## Begin Text section

Jan Jekielek: Kash Patel, such a pleasure to have you back on American Thought Leaders.
Kash Patel: Thanks so much, Jan, for having me back. Great to be with you.
Mr. Jekielek: Kash, in the last interview, we talked a lot about your work with HPSCI, the House Permanent Select Committee on Investigations, as it’s called. I got a lot of really great feedback from our viewers at the time and I thought we should expand a little bit on your work with the administration subsequently.
Before we do that, there is actually a Washington Post piece that recently came out by David Ignatius, where it’s alleged that you’ve been leaking classified information. I wanted to give you a chance to speak to that.
Mr. Patel: Thanks very much for having me back and allow me to speak on a number of matters. Your audience and your company are fantastic, so I’m happy to be here.
As far as the Washington Post piece from David Ignatius, I’ll say the following: I think it’s the height of hypocrisy and irony that the individual who wrote that piece is the one that intentionally and knowingly published classified information in December of 2016 to instigate the massive Russia hoax.
Fast forward five years later and he writes not an actual news story, but an op-ed in the Washington Post, where he couldn’t even get it published as actual news, that says that I “possibly” may be under investigation for leaking classified information. Anyone in the universe may “possibly” be under investigation for murder. All that allows you to do is allows the fake news media to jump on and say, “Kash Patel’s under investigation.”
If the Department of Justice thinks that’s actually true, then bring it on, because I know the truth. I’ve never leaked classified information in my life. Beyond that, I’m in discussions with my lawyer as to what to do with The Washington Post and we’ll see what he decides.
Mr. Jekielek: You haven’t been approached by Department of Justice officials or FBI officials or anybody up to this point?
Mr. Patel: Nothing. Zero.
Mr. Jekielek: Fascinating. Kash, while you were at the National Security Council, and this is something that actually a lot of the people that are very familiar with your work with Congressman Nunes, for example, might not know, is that you actually played a really significant role in exposing what the Chinese regime was doing to the Uyghur people in Xinjiang province. Tell me about this.
Mr. Patel: For me, you would think acts of genocide by a state, by a country, are something that all of the public would want to know, not just Democrats and Republicans. You would think that not just Democrats had the monopoly on being able to investigate and publicize it.
President Trump made it no small story that human atrocities around the world would be investigated by his national security apparatus and if we could shed light on them, we would. I think Xinjiang is the perfect example of where we started that project early on in his administration, and we finished, finally, before we left, with actually publicly stating that genocide had occurred in China, and is occurring.

## End Text section

> [Challenge A] Transcribe the interview transcript between "Before we do" and "massive Russia hoax.", inclusive.
> [Challenge B] Rescale the rows between the lines holding "man in black" and "[[610, 253], [620, 128], [483, 315], [538, 149]]", inclusive. Repeat those lines with their requests, but multiply every coordinate in the answers by 1.95 and round to whole numbers, with halves rounded up, and leave out the pictures.

## Begin Data

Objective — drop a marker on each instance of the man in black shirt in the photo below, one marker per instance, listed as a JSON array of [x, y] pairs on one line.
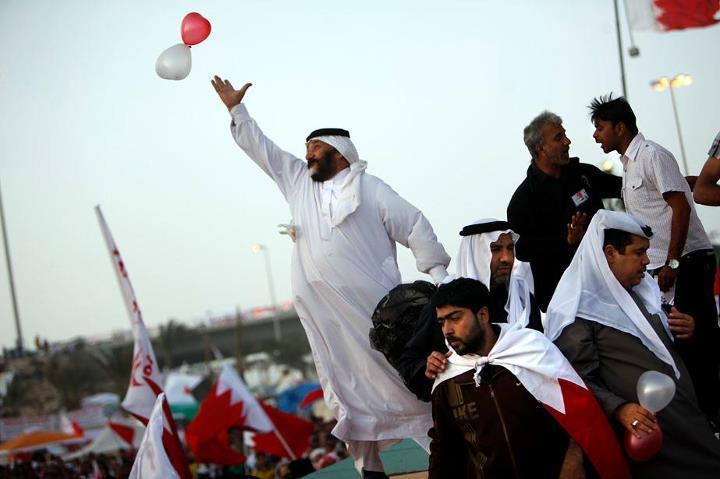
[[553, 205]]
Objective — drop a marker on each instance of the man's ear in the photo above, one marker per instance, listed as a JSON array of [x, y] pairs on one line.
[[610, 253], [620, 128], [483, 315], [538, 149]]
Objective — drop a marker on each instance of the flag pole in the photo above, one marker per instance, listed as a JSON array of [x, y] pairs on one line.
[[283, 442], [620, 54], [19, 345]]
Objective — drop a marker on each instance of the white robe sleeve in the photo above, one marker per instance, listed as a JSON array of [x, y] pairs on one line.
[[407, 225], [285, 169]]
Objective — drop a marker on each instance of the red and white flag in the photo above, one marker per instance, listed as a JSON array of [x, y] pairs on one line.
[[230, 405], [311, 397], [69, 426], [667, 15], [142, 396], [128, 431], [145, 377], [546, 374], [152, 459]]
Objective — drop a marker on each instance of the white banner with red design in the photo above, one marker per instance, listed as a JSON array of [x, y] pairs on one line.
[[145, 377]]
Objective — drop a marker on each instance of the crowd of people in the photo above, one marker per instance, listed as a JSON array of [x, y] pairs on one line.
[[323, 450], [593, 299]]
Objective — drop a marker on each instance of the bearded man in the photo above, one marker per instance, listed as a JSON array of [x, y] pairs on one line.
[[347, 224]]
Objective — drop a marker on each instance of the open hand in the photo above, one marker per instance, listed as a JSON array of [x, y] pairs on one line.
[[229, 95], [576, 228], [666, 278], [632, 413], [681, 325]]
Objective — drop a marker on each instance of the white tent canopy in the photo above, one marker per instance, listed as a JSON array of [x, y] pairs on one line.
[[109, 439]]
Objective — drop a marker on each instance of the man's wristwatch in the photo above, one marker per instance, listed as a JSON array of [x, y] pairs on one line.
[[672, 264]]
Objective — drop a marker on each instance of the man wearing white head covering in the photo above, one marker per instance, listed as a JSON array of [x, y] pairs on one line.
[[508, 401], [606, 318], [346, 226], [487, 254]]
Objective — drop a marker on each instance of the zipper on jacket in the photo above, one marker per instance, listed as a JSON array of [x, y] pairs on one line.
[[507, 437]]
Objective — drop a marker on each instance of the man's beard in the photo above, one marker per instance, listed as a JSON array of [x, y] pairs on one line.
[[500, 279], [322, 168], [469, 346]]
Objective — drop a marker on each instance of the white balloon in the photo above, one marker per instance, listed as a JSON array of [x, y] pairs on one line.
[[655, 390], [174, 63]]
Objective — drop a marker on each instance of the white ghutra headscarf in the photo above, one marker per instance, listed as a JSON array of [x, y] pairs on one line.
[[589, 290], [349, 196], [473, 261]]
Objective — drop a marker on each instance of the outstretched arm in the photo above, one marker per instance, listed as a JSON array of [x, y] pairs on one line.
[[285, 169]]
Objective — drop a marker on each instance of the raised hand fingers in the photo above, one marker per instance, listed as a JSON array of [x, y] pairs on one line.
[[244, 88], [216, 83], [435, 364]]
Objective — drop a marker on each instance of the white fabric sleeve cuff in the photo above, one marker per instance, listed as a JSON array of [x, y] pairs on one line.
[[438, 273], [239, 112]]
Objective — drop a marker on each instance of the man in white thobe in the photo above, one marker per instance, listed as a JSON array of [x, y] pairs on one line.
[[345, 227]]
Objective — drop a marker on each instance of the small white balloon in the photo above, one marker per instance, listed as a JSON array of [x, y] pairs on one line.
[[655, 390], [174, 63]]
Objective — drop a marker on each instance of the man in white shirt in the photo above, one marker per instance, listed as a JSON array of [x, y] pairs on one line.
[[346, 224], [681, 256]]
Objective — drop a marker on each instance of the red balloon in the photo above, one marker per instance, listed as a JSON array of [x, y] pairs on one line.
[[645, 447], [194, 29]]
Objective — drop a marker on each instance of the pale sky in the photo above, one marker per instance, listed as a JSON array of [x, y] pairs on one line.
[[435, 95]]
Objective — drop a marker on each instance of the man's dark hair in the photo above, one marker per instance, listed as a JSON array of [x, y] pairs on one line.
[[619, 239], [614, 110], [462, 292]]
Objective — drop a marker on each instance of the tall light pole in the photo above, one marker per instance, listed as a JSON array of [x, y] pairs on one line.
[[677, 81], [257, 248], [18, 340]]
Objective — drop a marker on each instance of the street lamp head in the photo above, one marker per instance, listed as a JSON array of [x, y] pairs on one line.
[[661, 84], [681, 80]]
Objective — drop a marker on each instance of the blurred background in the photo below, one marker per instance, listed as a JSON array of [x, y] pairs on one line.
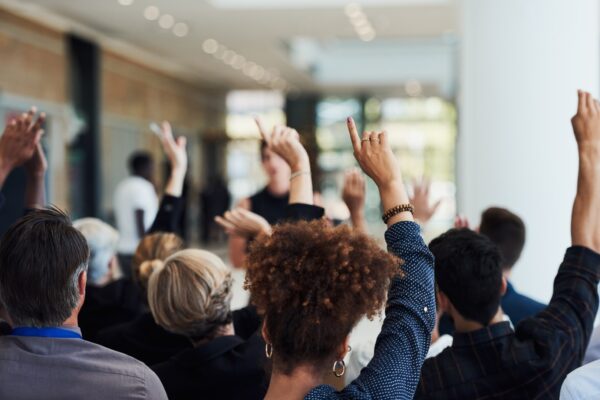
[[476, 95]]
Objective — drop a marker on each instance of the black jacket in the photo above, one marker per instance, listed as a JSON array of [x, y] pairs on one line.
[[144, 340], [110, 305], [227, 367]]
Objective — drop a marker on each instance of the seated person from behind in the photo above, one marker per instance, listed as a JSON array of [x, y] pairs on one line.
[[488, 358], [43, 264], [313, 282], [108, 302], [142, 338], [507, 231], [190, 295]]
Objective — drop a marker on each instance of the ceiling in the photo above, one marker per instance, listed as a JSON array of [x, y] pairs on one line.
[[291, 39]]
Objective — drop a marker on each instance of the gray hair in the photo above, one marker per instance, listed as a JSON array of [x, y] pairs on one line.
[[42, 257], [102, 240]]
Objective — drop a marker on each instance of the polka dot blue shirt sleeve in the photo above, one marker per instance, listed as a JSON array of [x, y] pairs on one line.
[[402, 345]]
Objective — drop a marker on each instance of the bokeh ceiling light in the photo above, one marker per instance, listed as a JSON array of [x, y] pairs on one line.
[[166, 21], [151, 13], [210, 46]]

## End Data
## Begin Data

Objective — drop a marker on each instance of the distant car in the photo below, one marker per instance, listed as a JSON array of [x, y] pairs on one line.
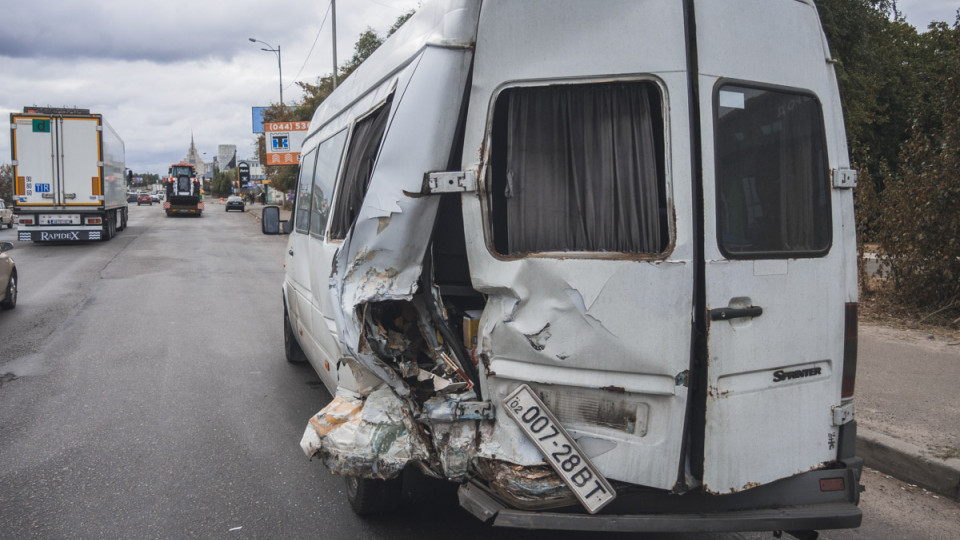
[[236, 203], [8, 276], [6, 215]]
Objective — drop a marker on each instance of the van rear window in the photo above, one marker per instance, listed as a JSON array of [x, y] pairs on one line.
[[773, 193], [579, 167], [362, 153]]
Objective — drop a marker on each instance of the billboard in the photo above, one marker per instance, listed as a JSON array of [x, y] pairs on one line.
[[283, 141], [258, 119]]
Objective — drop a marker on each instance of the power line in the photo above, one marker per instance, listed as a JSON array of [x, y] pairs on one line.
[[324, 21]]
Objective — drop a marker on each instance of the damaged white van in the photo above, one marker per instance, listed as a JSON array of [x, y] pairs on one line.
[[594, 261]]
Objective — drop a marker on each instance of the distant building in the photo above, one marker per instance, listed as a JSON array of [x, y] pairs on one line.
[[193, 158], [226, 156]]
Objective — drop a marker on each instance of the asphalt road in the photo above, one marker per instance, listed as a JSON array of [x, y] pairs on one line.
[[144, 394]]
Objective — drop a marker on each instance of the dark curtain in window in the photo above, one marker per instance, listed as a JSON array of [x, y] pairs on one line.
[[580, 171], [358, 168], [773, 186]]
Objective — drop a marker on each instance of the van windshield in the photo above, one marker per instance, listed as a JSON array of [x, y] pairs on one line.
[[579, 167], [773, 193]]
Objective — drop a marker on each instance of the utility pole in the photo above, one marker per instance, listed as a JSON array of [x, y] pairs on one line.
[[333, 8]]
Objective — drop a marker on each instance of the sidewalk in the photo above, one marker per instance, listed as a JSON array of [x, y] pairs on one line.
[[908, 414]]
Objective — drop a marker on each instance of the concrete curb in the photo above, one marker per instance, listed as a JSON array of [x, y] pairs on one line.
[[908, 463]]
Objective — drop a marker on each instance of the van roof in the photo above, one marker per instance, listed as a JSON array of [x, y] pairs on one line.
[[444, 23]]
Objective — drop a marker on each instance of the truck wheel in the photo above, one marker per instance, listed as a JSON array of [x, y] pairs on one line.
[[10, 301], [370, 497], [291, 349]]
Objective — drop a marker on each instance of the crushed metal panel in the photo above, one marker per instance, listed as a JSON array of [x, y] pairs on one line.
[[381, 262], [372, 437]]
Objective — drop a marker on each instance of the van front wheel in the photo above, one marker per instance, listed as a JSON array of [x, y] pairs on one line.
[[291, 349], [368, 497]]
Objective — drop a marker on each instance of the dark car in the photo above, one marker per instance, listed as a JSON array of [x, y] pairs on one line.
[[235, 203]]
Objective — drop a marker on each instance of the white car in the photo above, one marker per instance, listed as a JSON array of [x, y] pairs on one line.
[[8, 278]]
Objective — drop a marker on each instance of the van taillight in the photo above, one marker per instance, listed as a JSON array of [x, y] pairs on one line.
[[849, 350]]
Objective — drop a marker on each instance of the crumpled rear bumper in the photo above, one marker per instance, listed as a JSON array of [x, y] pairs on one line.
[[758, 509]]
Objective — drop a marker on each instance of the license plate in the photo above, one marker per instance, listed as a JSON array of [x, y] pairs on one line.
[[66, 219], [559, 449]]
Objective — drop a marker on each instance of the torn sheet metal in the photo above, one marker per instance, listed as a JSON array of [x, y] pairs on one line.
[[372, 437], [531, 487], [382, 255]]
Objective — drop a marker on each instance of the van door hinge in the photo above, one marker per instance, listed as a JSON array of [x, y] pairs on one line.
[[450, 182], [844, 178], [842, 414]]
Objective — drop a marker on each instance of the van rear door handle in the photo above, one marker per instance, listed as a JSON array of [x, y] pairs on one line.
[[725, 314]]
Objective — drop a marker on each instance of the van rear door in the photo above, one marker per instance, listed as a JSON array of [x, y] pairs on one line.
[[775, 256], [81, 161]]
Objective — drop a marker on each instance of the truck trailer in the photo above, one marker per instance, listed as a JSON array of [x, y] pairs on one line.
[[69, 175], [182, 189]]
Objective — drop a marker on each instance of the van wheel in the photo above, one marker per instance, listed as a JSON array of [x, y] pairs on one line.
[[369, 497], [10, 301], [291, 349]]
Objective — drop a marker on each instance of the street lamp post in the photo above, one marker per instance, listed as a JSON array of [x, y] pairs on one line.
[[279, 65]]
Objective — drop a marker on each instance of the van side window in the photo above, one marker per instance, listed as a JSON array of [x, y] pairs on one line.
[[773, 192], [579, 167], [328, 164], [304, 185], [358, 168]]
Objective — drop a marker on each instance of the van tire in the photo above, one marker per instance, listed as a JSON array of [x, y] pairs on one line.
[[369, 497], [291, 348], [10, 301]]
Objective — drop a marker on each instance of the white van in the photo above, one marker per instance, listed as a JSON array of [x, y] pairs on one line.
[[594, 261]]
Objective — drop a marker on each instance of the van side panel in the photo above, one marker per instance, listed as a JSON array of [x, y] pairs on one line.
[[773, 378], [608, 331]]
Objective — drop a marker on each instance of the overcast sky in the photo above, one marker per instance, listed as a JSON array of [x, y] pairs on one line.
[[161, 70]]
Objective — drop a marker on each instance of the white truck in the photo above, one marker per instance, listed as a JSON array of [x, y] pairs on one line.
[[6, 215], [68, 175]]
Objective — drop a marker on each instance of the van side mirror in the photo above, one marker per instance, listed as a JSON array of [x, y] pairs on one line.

## End Data

> [Exercise output A]
Before we do that, there is actually a Washington Post piece that recently came out by David Ignatius, where it’s alleged that you’ve been leaking classified information. I wanted to give you a chance to speak to that.
Mr. Patel: Thanks very much for having me back and allow me to speak on a number of matters. Your audience and your company are fantastic, so I’m happy to be here.
As far as the Washington Post piece from David Ignatius, I’ll say the following: I think it’s the height of hypocrisy and irony that the individual who wrote that piece is the one that intentionally and knowingly published classified information in December of 2016 to instigate the massive Russia hoax.

> [Exercise output B]
Objective — drop a marker on each instance of the man in black shirt in the photo below, one marker per instance, listed as a JSON array of [x, y] pairs on one line.
[[1078, 400]]
Objective — drop a marker on each instance of the man's ear in the photo above, one marker per instance, listed as a JSON array of [x, y] pairs on one line.
[[1190, 493], [1209, 250], [942, 614], [1049, 291]]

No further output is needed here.